**WHAT TO DO**
Return each line from the items below that contains the string "tire", matching case exactly.

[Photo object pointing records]
· · · · ·

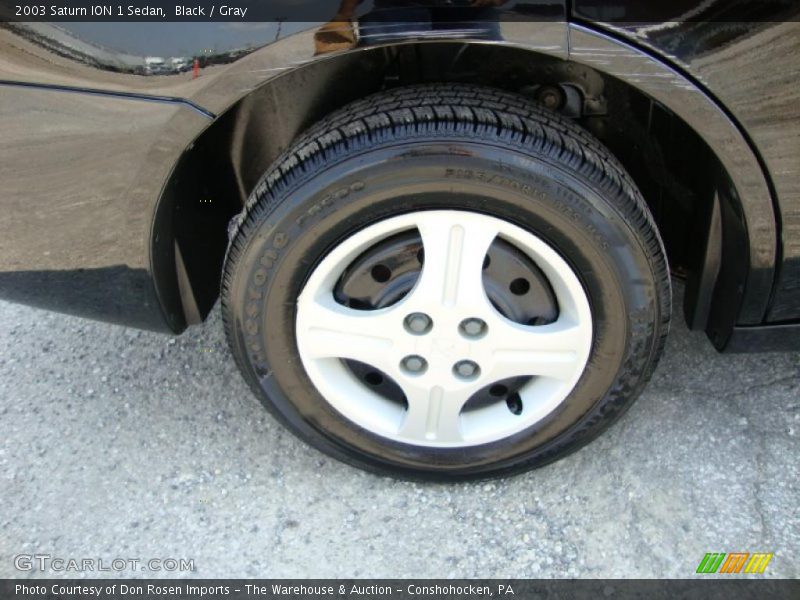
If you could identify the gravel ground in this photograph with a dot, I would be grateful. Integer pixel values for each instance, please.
(121, 443)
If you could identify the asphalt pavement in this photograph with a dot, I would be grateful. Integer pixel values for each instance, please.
(123, 444)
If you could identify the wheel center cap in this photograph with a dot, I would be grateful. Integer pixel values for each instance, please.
(442, 347)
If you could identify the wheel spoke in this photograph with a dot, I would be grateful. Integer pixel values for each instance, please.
(433, 415)
(552, 350)
(330, 330)
(452, 273)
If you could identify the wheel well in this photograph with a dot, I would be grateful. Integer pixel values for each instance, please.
(679, 175)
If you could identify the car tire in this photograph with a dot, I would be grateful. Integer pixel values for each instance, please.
(447, 371)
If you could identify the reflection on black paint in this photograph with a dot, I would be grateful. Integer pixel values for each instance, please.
(116, 294)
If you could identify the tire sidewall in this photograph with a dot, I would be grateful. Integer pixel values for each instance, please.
(306, 218)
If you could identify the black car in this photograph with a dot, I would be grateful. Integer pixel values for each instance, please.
(443, 233)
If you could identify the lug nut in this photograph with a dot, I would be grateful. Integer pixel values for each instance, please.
(414, 364)
(466, 369)
(473, 327)
(418, 323)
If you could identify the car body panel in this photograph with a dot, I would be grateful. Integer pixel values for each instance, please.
(105, 139)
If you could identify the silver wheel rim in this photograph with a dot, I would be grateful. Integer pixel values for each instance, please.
(449, 291)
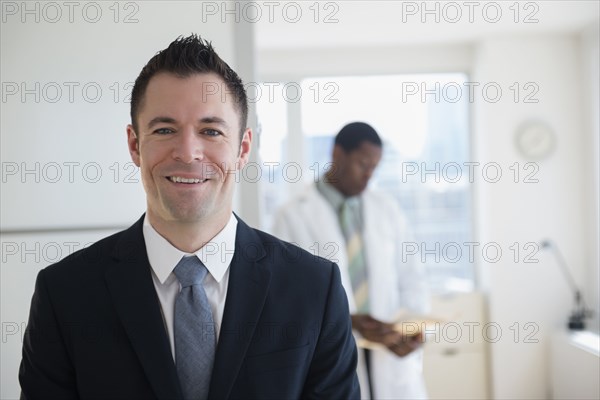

· · · · ·

**ANSWER**
If you could identify the car tire in this photograph with a dot, I would be grateful. Integer pixel values for each instance, please.
If you could identify the tire sidewall in this photograph with a dot, I would be grateful. Integer pixel values for each instance, please.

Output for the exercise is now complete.